BRIEF 1 -
Can you copy, line for line, the listing that follows the court excerpt, including every line of coordinates?

EXCERPT TO READ -
--- START ---

On 9 November 1981, Superintendent Quinn proceeded nevertheless to recommend Faulkner’s dismissal on the original grounds listed above, whereupon the plaintiff sought a hearing before the defendant board of education.

On 3 December 1981, nine out of twelve members of the Board went into executive session to hear evidence presented by Superintendent Quinn and Terry Faulkner. Based upon hearing testimony by witnesses for each side and having considered the aforementioned report of the Professional Review Committee panel, the Board made the following findings of fact:

1. The said Terry M. Faulkner was employed as a teacher by the New Bern School System in 1969; and has taught Language Arts and other subjects in the Seventh (7th) Grade since 1969; and since 1971 has been employed continuously as a teacher in the H.J. MacDonald Middle School *44until his suspension by the Board in September, 1981 pursuant to G.S. 115C-325(f).

2. That for the three (3) years next preceeding [sic] 1981 he had received satisfactory or better evaluation reports.

3. That for the 1981-1982 school year, he was employed as a career teacher in Language Arts for the Seventh (7th) Grade at H.J. MacDonald Middle School.

4. That at some time during the 1980-1981 school year, while employed as a career teacher at the H.J. MacDonald Middle School and during regular instructional hours, the Principal of said school, Mr. Albert U. Hardison, did detect the odor of alcohol on the breath of said teacher, Terry M. Faulkner; and said Principal did remonstrate with and did informally reprimand said teacher for said conduct and did informally warn him against any further conduct of this kind, specifically, having the odor of alcohol on his breath at school, although no formal complaint was filed in his personnel file.

--- END ---

EXTRACTED DATA -
--- START ---

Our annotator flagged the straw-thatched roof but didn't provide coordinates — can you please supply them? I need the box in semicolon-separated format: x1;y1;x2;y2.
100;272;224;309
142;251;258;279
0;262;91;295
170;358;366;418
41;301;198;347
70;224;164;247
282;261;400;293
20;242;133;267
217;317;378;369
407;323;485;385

--- END ---

BRIEF 2 -
Could you extract the court excerpt above and reproduce the whole of it word for word?

FINAL RESULT 1 -
Our annotator flagged the straw-thatched roof but didn't provide coordinates — can you please supply them? I need the box in semicolon-separated format: x1;y1;x2;y2.
100;272;224;309
142;251;258;279
0;262;91;295
170;358;366;418
41;301;198;347
70;224;164;247
282;261;400;293
20;242;133;267
217;317;378;369
407;323;485;385

FINAL RESULT 2 -
On 9 November 1981, Superintendent Quinn proceeded nevertheless to recommend Faulkner’s dismissal on the original grounds listed above, whereupon the plaintiff sought a hearing before the defendant board of education.

On 3 December 1981, nine out of twelve members of the Board went into executive session to hear evidence presented by Superintendent Quinn and Terry Faulkner. Based upon hearing testimony by witnesses for each side and having considered the aforementioned report of the Professional Review Committee panel, the Board made the following findings of fact:

1. The said Terry M. Faulkner was employed as a teacher by the New Bern School System in 1969; and has taught Language Arts and other subjects in the Seventh (7th) Grade since 1969; and since 1971 has been employed continuously as a teacher in the H.J. MacDonald Middle School *44until his suspension by the Board in September, 1981 pursuant to G.S. 115C-325(f).

2. That for the three (3) years next preceeding [sic] 1981 he had received satisfactory or better evaluation reports.

3. That for the 1981-1982 school year, he was employed as a career teacher in Language Arts for the Seventh (7th) Grade at H.J. MacDonald Middle School.

4. That at some time during the 1980-1981 school year, while employed as a career teacher at the H.J. MacDonald Middle School and during regular instructional hours, the Principal of said school, Mr. Albert U. Hardison, did detect the odor of alcohol on the breath of said teacher, Terry M. Faulkner; and said Principal did remonstrate with and did informally reprimand said teacher for said conduct and did informally warn him against any further conduct of this kind, specifically, having the odor of alcohol on his breath at school, although no formal complaint was filed in his personnel file.